[Natural language region descriptions]
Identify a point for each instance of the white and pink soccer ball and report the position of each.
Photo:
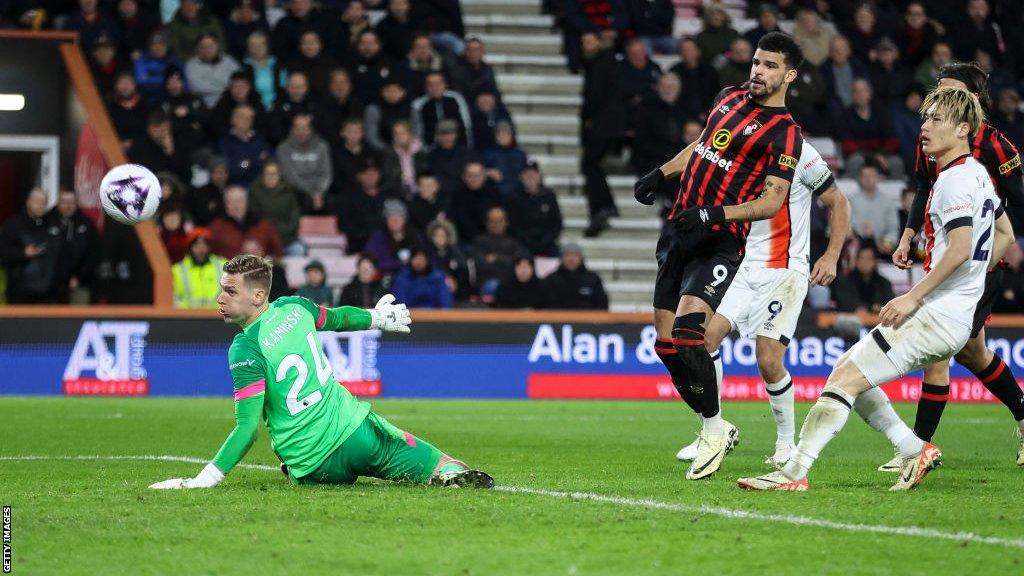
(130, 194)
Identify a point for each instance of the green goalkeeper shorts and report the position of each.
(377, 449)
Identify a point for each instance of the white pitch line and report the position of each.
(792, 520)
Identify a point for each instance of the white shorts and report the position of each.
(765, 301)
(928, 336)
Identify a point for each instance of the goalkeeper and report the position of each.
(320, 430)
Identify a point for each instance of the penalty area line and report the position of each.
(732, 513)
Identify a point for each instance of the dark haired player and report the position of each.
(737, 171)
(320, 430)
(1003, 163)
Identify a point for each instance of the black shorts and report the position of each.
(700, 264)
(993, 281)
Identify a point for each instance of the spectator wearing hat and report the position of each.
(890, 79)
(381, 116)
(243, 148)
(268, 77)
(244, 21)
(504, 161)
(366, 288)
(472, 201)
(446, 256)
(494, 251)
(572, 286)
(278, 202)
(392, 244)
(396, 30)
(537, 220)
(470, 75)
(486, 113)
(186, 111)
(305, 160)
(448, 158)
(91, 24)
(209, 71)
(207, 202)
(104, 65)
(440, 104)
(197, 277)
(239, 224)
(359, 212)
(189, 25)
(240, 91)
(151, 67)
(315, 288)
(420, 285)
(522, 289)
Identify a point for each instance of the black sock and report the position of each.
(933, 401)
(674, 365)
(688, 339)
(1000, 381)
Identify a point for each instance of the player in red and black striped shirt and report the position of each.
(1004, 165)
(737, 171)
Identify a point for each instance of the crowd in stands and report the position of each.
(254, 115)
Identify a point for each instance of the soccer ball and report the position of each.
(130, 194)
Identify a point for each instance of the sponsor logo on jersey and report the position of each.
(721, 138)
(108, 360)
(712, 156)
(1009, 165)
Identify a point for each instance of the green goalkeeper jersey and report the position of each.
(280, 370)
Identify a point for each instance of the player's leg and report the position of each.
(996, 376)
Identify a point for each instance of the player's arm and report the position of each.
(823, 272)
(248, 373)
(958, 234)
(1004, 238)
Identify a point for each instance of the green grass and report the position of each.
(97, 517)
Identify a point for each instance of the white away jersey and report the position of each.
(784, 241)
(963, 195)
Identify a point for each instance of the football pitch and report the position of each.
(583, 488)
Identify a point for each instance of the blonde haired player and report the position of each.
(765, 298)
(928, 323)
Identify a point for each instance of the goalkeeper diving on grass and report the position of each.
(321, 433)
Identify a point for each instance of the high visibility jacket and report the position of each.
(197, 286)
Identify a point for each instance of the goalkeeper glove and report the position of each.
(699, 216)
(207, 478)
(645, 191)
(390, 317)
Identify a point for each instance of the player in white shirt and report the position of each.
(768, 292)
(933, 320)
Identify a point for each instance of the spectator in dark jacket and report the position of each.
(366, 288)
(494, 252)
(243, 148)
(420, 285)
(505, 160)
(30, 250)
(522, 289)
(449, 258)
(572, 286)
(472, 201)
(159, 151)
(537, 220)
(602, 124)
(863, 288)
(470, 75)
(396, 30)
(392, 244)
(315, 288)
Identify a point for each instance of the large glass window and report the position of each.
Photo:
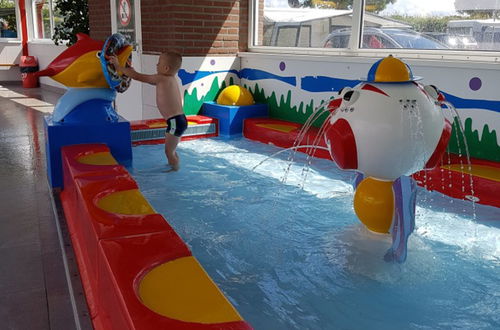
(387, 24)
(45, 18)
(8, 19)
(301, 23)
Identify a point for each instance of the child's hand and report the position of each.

*Requirement*
Please reproduce the records above exactly and leave any picture behind.

*Result of the task*
Identify a point for each instance of the white and pink soccer ball and report the position of each.
Photo:
(130, 194)
Identify a point for each instance of the green goalkeeper shorts and report the position of each.
(377, 449)
Identify a point for each instance of the white pitch line and report the position of each.
(792, 520)
Identify a point for each instance of the white shorts and report the position of each.
(765, 301)
(928, 336)
Identify a point for each instance of the goalkeeper and report the position of each.
(320, 430)
Identify a point for each instance of the penalty area line and report the position of each.
(732, 513)
Identify a point for each instance of the dark haired player and report the position of each.
(737, 171)
(320, 430)
(1003, 163)
Identify a point for each instance of the black shorts and report the position of each.
(700, 264)
(993, 281)
Identify a point for each instance of the spectator wearing hat and report the position of each.
(890, 79)
(381, 116)
(243, 148)
(268, 77)
(244, 21)
(504, 161)
(366, 288)
(472, 201)
(446, 256)
(494, 251)
(572, 286)
(278, 202)
(392, 244)
(396, 30)
(537, 220)
(470, 75)
(486, 113)
(186, 111)
(305, 160)
(448, 158)
(91, 24)
(209, 71)
(207, 202)
(104, 65)
(440, 104)
(197, 277)
(239, 224)
(359, 212)
(189, 25)
(240, 91)
(151, 67)
(315, 288)
(420, 285)
(522, 289)
Identify a point for each instance of the black sock and report the position of each.
(933, 401)
(674, 365)
(688, 339)
(1000, 381)
Identify a point for each instance of the player in red and black striped shirt and report the position of each.
(1004, 165)
(737, 171)
Identify a point for each instance of the crowd in stands and report the position of each.
(254, 115)
Identify a point for each instance of the soccer ball and report the position of each.
(130, 194)
Identify a point for each instance of the sponsor logo on jersey and report the position of each.
(721, 138)
(108, 360)
(712, 156)
(1009, 165)
Identify a point for each instance of the green goalkeeper jersey and report the position of each.
(280, 370)
Identify a point for each instance of the player's leg and report the position of each.
(996, 376)
Identify a point for each instance of the player's arm and report the position of each.
(823, 272)
(248, 373)
(958, 234)
(1004, 238)
Identify a point for each instance of the green grass and report the position of each.
(97, 517)
Identify a point for each instance of the white away jersey and report the position of each.
(784, 241)
(963, 195)
Identify a point for each instance of the football pitch and report the position of each.
(583, 488)
Identify a point for each instance of the blonde haired player and report the position of each.
(765, 298)
(928, 323)
Identify a point for each instance of the goalkeeper diving on grass and report the position of each.
(321, 433)
Identify a point for each instance of the high visibility jacket and report the position of each.
(197, 286)
Identify a point for each instance of the goalkeeper glove and report the position of each.
(699, 216)
(207, 478)
(645, 191)
(390, 317)
Identify a point for each instance of the player in white shirt and report the position of each.
(768, 292)
(933, 320)
Identify a point for each instance of the spectator in dark jacket and report the position of each.
(366, 288)
(494, 252)
(243, 148)
(420, 285)
(505, 160)
(30, 250)
(522, 289)
(449, 258)
(572, 286)
(472, 201)
(159, 151)
(537, 220)
(602, 124)
(863, 288)
(470, 75)
(396, 30)
(392, 244)
(315, 288)
Identify a point for each instance of the large glass window and report the position of each.
Photo:
(387, 24)
(45, 18)
(8, 19)
(301, 23)
Identify a point for each instance of the child's hand and report the position of each.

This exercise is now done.